EXCERPTED PASSAGE =
☆ ☆ ☆ ☆

False Discovery Rate Calculator (Benjamini-Hochberg / Benjamini-Yekutieli)
Paste p-values (comma, space, or newline separated), choose a target FDR level, and calculate significant tests while controlling the expected false discovery rate.
| Rank | Test # | p-value | Critical Value | Adjusted p-value | Significant? |
|---|
What this FDR calculator does
This tool helps you control the false discovery rate (FDR) when you run many hypothesis tests at once. Instead of treating every p-value in isolation, FDR procedures evaluate the full set of tests together and estimate how many “discoveries” may be false positives on average.
In practical terms, if you set FDR to 0.05, you are targeting a situation where roughly 5% of the results you call significant could be expected to be false discoveries, on average, over repeated studies.
False discovery rate in plain English
Multiple testing is tricky. If you run 1 test at a 5% significance level, false positives are relatively controlled. If you run 1,000 tests, you can get many “significant” findings just by chance. FDR methods are designed for exactly this setting.
- Family-wise error rate (FWER) methods (like Bonferroni) focus on preventing even one false positive.
- FDR methods allow more power and focus on controlling the proportion of false positives among discoveries.
- This balance is especially useful in genomics, A/B testing at scale, neuroimaging, and high-dimensional research.

☆ ☆ ☆ ☆

DATA FOR REVIEW =
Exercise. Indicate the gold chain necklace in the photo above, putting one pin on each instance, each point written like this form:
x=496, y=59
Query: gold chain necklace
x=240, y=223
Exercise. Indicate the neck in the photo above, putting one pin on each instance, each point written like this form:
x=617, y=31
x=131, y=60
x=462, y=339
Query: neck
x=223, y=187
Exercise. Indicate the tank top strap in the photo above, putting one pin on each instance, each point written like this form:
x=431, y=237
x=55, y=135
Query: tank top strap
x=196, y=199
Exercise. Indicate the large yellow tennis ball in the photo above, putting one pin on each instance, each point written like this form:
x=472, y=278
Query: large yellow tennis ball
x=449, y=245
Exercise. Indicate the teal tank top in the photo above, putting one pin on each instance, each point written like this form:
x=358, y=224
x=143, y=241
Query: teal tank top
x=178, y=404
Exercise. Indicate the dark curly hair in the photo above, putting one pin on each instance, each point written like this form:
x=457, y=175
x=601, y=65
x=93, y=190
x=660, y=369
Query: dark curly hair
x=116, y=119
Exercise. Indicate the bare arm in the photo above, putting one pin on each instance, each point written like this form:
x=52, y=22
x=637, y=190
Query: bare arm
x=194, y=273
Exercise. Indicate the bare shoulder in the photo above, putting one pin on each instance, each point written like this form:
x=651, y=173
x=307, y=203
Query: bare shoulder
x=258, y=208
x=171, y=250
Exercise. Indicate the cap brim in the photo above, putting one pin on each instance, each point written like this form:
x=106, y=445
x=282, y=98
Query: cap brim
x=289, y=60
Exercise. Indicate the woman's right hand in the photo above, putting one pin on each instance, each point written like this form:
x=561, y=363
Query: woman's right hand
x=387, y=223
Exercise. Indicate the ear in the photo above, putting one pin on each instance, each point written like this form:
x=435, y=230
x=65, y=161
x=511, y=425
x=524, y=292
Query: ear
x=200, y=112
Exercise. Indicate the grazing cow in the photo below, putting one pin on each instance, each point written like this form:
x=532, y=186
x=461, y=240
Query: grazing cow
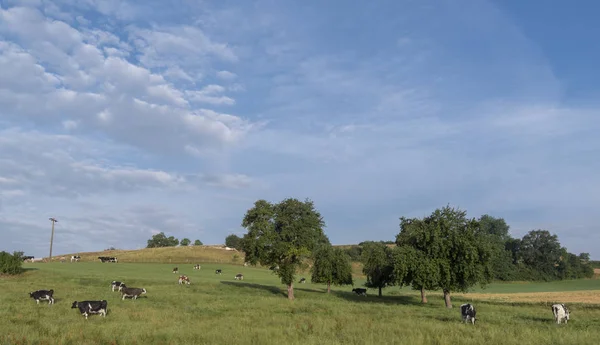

☆ ☆ ☆ ☆

WHAT TO DO =
• A. In the FDR calculator page, reproduce the passage starting at "- Family-wise error" and ending at "positives among discoveries." word for word.
• B. According to the FDR calculator page, what do family-wise error rate methods such as Bonferroni focus on?
• C. List every column heading in the results table of the FDR calculator page.
The listing comes from a separate source unrelated to the FDR calculator page.

ANSWERS TO THE TASKS =
• A.
- Family-wise error rate (FWER) methods (like Bonferroni) focus on preventing even one false positive.
- FDR methods allow more power and focus on controlling the proportion of false positives among discoveries.

• B. Preventing even one false positive.

• C.
Rank
Test #
p-value
Critical Value
Adjusted p-value
Significant?